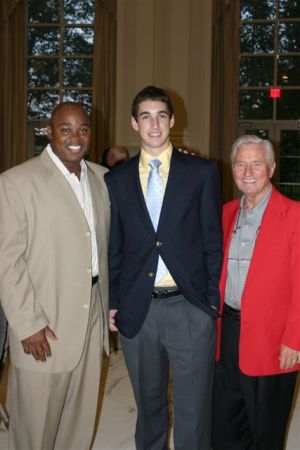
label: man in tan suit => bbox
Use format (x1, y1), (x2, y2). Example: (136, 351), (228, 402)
(0, 102), (110, 450)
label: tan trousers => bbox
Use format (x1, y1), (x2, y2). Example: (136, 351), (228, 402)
(9, 285), (103, 450)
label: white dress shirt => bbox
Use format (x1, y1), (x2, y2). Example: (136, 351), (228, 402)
(47, 144), (99, 277)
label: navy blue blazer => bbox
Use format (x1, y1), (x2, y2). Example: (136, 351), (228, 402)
(105, 149), (222, 338)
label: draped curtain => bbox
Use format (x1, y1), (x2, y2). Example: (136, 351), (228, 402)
(210, 0), (240, 201)
(90, 0), (117, 162)
(0, 0), (27, 172)
(0, 0), (117, 172)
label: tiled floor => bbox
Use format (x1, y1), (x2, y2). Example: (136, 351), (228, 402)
(0, 350), (300, 450)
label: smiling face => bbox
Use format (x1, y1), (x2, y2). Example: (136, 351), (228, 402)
(232, 144), (275, 207)
(131, 100), (174, 156)
(47, 103), (91, 175)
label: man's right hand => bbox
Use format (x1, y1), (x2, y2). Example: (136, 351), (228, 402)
(109, 309), (119, 331)
(21, 326), (57, 362)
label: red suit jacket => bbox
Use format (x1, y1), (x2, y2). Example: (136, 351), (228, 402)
(217, 187), (300, 376)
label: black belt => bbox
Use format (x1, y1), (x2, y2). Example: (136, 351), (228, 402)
(152, 289), (181, 299)
(223, 303), (241, 321)
(92, 275), (99, 286)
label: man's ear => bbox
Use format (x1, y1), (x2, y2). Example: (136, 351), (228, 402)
(47, 125), (52, 141)
(270, 162), (276, 179)
(131, 116), (139, 131)
(170, 114), (175, 128)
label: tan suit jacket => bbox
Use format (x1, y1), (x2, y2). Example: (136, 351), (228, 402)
(0, 150), (110, 373)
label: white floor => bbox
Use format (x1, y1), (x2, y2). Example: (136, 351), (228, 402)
(0, 350), (300, 450)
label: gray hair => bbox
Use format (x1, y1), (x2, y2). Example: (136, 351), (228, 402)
(230, 134), (275, 167)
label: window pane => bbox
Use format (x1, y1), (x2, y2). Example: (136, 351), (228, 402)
(27, 91), (59, 119)
(240, 89), (273, 120)
(279, 0), (300, 17)
(64, 59), (93, 87)
(276, 183), (300, 200)
(279, 156), (300, 183)
(64, 28), (94, 55)
(277, 90), (300, 120)
(28, 58), (59, 88)
(63, 90), (92, 114)
(280, 130), (300, 157)
(240, 56), (274, 86)
(279, 23), (300, 52)
(278, 56), (300, 86)
(240, 0), (276, 20)
(27, 0), (59, 23)
(64, 0), (95, 23)
(27, 28), (60, 55)
(240, 24), (274, 53)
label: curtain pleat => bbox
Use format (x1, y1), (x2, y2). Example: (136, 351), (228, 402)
(90, 0), (117, 162)
(0, 0), (27, 172)
(210, 0), (240, 201)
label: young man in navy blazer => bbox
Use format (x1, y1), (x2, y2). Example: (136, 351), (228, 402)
(105, 86), (222, 450)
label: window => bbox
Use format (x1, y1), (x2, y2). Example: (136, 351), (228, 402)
(239, 0), (300, 200)
(240, 0), (300, 120)
(27, 0), (95, 154)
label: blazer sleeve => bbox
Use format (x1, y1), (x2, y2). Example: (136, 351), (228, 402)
(282, 209), (300, 351)
(200, 164), (223, 309)
(104, 173), (123, 309)
(0, 175), (48, 340)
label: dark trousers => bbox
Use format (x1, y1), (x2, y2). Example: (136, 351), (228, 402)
(120, 295), (215, 450)
(212, 317), (297, 450)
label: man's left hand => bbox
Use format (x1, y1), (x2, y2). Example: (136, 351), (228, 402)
(279, 344), (300, 369)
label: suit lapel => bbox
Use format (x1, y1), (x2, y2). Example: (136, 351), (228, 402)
(158, 149), (186, 228)
(123, 154), (154, 233)
(246, 187), (284, 284)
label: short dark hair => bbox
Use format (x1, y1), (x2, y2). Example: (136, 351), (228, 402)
(131, 86), (174, 120)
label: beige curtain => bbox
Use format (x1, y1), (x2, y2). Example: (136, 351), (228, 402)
(210, 0), (240, 201)
(90, 0), (117, 162)
(0, 0), (27, 172)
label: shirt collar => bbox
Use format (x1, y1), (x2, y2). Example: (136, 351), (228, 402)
(140, 143), (173, 170)
(240, 183), (272, 213)
(46, 144), (87, 178)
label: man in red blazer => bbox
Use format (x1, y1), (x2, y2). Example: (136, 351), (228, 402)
(212, 136), (300, 450)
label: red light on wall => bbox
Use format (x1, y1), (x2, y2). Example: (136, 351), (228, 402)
(270, 88), (281, 98)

........

## Required task
Recast all the items above as a two-column CSV with the headers "query" and "coordinates", one row per item. Put each item's text and its answer in separate quoted fields, replace line breaks with spaces, and leave out the pictures.

## Exercise result
query,coordinates
"label: man in tan suit => bbox Use format (x1, y1), (x2, y2). Example: (136, 351), (228, 402)","(0, 102), (110, 450)"
"label: tan trousers => bbox Use format (x1, y1), (x2, y2). Example: (136, 351), (228, 402)","(9, 285), (103, 450)"
"label: white dress shirt => bbox Use format (x1, y1), (x2, y2). Example: (136, 351), (228, 402)","(47, 144), (99, 277)"
"label: navy blue blazer => bbox Use format (x1, y1), (x2, y2). Example: (136, 351), (228, 402)","(105, 149), (222, 338)"
"label: draped curtain => bbox Use format (x1, y1), (x2, y2). Example: (136, 351), (228, 402)","(210, 0), (240, 201) (90, 0), (117, 162) (0, 0), (27, 172) (0, 0), (117, 172)"
"label: tiled floor => bbox Use format (x1, y1), (x2, y2). Example: (136, 351), (228, 402)","(0, 350), (300, 450)"
"label: smiling face => bbox Use format (x1, y1), (x2, y2). Example: (136, 351), (228, 402)","(232, 144), (275, 207) (131, 100), (174, 156) (47, 103), (91, 175)"
"label: man's right hand => bbox Use format (x1, y1), (x2, y2). Example: (136, 351), (228, 402)","(109, 309), (119, 331) (21, 326), (57, 362)"
"label: red suit jacket => bbox Use format (x1, y1), (x2, y2). Example: (136, 351), (228, 402)","(217, 187), (300, 376)"
"label: black belt => bbox Use format (x1, y1), (x2, y2). Example: (136, 351), (228, 402)","(152, 289), (181, 299) (223, 303), (241, 321) (92, 275), (99, 286)"
"label: man's ear => bbox Use format (x1, y1), (x2, y2). Example: (136, 351), (228, 402)","(47, 125), (52, 141) (270, 162), (276, 179) (131, 116), (139, 131) (170, 114), (175, 128)"
"label: tan suit jacket => bbox Use format (x1, y1), (x2, y2). Example: (136, 351), (228, 402)","(0, 150), (110, 373)"
"label: white floor => bbox Use format (x1, y1), (x2, y2). Example: (136, 351), (228, 402)","(0, 350), (300, 450)"
"label: gray hair => bbox Use format (x1, y1), (x2, y2). Example: (136, 351), (228, 402)","(230, 134), (275, 167)"
"label: window pane => bbox Use format (x1, y1), (x2, y2). Example: (136, 351), (228, 402)","(27, 91), (59, 119) (240, 89), (273, 120) (279, 0), (300, 17) (64, 59), (93, 87) (276, 183), (300, 200) (279, 156), (300, 183) (64, 28), (94, 55) (277, 90), (300, 120) (28, 58), (59, 88) (63, 90), (92, 114) (280, 130), (300, 157) (240, 56), (274, 86) (279, 23), (300, 52) (278, 56), (300, 86) (240, 0), (276, 20) (27, 0), (59, 23) (64, 0), (95, 23) (27, 28), (60, 55) (240, 24), (274, 53)"
"label: curtain pleat => bbox Use format (x1, y1), (x2, y2). Example: (136, 351), (228, 402)","(90, 0), (117, 162) (0, 0), (27, 172) (210, 0), (240, 201)"
"label: young man in navy blazer => bbox Use format (x1, y1), (x2, y2). Example: (136, 351), (228, 402)","(105, 86), (222, 450)"
"label: window => bbox Use format (x1, y1), (x2, y2). Example: (136, 351), (228, 402)","(239, 0), (300, 200) (240, 0), (300, 120) (27, 0), (95, 154)"
"label: blazer sleeve => bbox Use format (x1, y1), (x2, y2). Example: (136, 351), (228, 402)","(282, 209), (300, 351) (200, 164), (223, 309) (104, 173), (123, 309) (0, 175), (48, 340)"
"label: dark trousers => bbox Use format (x1, y1), (x2, y2). Example: (136, 351), (228, 402)","(120, 295), (215, 450) (212, 317), (297, 450)"
"label: man's left hand => bbox Use format (x1, y1), (x2, y2). Example: (136, 351), (228, 402)","(279, 344), (300, 369)"
"label: suit lapel => bbox Use format (x1, y1), (x2, y2). Example: (136, 351), (228, 402)","(158, 149), (186, 228) (123, 154), (154, 233) (246, 187), (284, 284)"
"label: short dark hair => bbox Use format (x1, y1), (x2, y2). Example: (136, 351), (228, 402)","(131, 86), (174, 120)"
"label: beige curtain => bbox Use format (x1, y1), (x2, y2). Example: (136, 351), (228, 402)","(210, 0), (240, 201) (90, 0), (117, 162) (0, 0), (27, 172)"
"label: shirt collar => bbox Use format (x1, y1), (x2, y2). Example: (136, 351), (228, 402)","(140, 143), (173, 170) (240, 183), (272, 213) (46, 144), (87, 178)"
"label: man in red blazer => bbox Use format (x1, y1), (x2, y2). Example: (136, 351), (228, 402)","(212, 136), (300, 450)"
"label: red light on wall => bbox Use format (x1, y1), (x2, y2). Example: (136, 351), (228, 402)","(270, 88), (281, 98)"